- [WHAT IS REQUIRED]:
Please copy out all lines of the entries that contain the word "light".

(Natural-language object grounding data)
☆ ☆ ☆
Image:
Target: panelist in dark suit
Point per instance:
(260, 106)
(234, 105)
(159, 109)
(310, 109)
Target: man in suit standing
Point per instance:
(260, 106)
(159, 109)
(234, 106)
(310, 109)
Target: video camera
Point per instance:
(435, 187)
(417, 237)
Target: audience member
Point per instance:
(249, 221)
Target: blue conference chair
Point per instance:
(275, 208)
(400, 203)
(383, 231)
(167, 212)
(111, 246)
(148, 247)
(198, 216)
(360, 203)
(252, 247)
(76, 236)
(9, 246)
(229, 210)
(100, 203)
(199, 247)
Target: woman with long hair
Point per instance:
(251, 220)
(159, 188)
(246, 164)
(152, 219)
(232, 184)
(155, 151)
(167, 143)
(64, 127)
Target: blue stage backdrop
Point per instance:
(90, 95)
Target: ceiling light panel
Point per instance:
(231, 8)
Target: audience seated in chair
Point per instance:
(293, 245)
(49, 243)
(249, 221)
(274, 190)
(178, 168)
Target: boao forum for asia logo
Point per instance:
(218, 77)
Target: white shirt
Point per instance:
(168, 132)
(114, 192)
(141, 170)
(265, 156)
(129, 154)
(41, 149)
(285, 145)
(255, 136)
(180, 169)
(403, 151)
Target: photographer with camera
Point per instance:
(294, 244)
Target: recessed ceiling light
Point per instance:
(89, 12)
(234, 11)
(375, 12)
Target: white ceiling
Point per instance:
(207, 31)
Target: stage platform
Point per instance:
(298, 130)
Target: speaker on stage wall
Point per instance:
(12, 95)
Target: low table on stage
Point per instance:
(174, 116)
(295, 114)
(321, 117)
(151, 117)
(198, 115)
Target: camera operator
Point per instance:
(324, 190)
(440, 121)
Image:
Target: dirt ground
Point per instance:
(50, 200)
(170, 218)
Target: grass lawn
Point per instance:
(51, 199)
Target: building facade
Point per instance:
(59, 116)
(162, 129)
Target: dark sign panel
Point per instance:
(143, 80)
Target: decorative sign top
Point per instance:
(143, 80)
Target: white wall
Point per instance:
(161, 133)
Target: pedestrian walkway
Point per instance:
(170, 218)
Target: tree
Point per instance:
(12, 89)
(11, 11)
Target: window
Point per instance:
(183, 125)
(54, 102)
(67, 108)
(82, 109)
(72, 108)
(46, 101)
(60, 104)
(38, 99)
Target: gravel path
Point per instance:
☆ ☆ ☆
- [ANSWER TO THE EXERCISE]:
Target: ceiling light panel
Target: recessed ceiling light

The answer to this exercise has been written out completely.